══ PASSAGE PROVIDED

Library SubjectReduction_preliminaries

Subject reduction (preliminaries)


Require Import List.
Require Import Arith.
Require Import Relations.

Require Import Util.

Require Syntax.
Module SetProgram(My_Program: Syntax.Program).
Import My_Program.

Require TermSubstitutionInTyping.
Module My_TermSubstitutionInTyping := TermSubstitutionInTyping.SetProgram(My_Program).
Import My_TermSubstitutionInTyping.

Import My_TypeSubstitutionInTyping.
Import My_BoundCompliantSubstitutions_proofs.
Import My_Progress_proofs.
Import My_TransitivityElimination_proofs.
Import My_Normalization_proofs.
Import My_Subtyping_proofs.

════
══ DATASET EXTRACT

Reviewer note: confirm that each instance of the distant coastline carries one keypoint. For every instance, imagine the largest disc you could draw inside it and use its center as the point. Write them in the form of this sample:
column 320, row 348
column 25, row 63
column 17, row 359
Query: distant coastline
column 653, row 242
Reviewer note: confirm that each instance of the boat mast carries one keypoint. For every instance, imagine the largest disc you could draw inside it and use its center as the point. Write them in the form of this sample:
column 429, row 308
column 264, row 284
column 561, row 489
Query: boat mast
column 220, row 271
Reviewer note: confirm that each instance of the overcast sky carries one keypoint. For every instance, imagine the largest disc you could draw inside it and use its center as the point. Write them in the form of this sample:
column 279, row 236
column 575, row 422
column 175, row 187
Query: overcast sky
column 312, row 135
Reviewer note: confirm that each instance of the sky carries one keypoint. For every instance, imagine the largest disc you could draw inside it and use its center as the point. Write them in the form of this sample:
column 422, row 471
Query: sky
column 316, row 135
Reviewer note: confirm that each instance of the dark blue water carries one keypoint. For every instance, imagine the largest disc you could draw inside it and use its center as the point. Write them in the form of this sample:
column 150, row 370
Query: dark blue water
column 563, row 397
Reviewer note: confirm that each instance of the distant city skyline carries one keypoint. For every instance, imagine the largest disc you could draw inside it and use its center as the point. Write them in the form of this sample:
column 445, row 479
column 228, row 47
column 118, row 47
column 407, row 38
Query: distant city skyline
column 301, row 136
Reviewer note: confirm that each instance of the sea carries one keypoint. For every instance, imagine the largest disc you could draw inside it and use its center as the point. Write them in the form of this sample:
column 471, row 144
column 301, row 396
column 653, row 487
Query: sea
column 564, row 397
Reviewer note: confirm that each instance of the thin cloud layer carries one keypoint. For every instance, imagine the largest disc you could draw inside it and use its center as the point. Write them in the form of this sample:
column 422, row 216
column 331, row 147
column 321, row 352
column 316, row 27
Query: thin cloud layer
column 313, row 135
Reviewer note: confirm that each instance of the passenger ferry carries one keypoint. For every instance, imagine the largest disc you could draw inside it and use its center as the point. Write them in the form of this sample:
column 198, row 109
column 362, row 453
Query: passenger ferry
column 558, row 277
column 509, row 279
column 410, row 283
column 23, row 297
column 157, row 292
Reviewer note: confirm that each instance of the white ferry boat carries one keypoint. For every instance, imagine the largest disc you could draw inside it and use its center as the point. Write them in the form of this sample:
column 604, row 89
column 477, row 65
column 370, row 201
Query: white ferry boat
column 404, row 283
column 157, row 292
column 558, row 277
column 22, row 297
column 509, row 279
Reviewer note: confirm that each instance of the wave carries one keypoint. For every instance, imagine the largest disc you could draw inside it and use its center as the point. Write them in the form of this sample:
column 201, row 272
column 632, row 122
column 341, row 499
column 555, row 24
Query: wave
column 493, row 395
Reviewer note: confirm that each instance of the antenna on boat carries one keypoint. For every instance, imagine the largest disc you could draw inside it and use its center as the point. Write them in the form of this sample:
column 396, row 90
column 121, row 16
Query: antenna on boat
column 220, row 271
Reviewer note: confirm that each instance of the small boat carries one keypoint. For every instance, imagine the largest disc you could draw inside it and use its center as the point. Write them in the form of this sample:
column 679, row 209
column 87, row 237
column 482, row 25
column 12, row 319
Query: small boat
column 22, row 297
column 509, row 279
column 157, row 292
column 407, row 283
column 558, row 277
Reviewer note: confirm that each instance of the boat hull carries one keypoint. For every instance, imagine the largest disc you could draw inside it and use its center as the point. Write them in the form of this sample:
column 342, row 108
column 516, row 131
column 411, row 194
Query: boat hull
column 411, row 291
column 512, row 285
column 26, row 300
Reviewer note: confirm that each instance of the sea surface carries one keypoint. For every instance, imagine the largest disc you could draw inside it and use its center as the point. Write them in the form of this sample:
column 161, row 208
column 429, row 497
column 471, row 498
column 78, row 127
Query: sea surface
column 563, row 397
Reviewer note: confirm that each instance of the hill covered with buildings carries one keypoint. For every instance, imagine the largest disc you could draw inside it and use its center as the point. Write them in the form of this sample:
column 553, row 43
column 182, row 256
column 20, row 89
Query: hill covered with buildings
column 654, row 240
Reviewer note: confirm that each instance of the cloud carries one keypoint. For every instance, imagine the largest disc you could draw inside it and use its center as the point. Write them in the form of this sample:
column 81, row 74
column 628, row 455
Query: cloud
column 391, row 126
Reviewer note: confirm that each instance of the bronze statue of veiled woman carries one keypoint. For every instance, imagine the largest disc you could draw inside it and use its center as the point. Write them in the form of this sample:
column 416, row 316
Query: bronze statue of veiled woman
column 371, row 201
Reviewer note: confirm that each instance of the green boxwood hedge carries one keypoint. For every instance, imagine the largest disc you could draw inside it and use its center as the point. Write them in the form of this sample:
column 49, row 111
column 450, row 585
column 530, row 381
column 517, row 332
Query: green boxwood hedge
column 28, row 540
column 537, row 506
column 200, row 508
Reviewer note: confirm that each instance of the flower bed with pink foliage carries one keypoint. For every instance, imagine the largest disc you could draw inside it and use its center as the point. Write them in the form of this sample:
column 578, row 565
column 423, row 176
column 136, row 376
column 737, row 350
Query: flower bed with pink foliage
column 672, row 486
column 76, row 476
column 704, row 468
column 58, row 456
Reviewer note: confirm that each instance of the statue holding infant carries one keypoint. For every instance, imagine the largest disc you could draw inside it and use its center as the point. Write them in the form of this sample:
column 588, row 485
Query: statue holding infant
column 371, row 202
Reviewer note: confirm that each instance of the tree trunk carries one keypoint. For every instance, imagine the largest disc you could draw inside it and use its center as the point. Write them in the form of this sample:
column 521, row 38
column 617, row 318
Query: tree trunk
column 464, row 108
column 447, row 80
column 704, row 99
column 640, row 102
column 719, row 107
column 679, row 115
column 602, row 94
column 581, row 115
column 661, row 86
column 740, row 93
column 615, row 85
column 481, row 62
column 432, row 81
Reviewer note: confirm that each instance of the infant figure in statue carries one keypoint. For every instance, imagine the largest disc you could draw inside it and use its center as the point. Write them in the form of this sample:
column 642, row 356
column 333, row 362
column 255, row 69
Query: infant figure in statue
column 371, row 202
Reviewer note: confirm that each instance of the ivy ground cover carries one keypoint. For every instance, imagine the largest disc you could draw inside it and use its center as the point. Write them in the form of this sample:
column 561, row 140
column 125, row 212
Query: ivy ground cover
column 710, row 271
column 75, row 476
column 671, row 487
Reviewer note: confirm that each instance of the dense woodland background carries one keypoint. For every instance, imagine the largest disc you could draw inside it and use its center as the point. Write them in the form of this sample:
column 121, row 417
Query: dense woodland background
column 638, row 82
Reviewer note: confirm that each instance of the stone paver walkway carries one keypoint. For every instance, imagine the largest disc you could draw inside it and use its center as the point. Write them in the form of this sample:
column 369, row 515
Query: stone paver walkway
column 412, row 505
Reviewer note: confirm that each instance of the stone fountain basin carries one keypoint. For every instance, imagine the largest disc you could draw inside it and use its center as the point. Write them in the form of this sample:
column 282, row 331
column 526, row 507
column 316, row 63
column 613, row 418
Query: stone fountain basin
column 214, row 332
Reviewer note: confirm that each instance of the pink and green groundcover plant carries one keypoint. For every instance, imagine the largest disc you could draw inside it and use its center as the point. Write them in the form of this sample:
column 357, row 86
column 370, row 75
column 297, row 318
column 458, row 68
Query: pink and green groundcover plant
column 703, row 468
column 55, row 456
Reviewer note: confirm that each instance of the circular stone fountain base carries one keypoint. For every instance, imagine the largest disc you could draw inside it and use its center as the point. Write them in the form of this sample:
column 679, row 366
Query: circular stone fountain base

════

PROBLEMS TO SOLVE
1) List every library the subject reduction file loads with a "Require Import" line.
2) Answer these about the subject reduction file:
(a) What name does the library line at the top give the file?
(b) What parameter name does the "Module SetProgram" line declare, and with what type?
(c) What module is defined with ":=" from TermSubstitutionInTyping.SetProgram?

RESPONSES TO THE EXERCISE
1) List, Arith, Relations, Util

2)
(a) SubjectReduction_preliminaries
(b) My_Program, of type Syntax.Program
(c) My_TermSubstitutionInTyping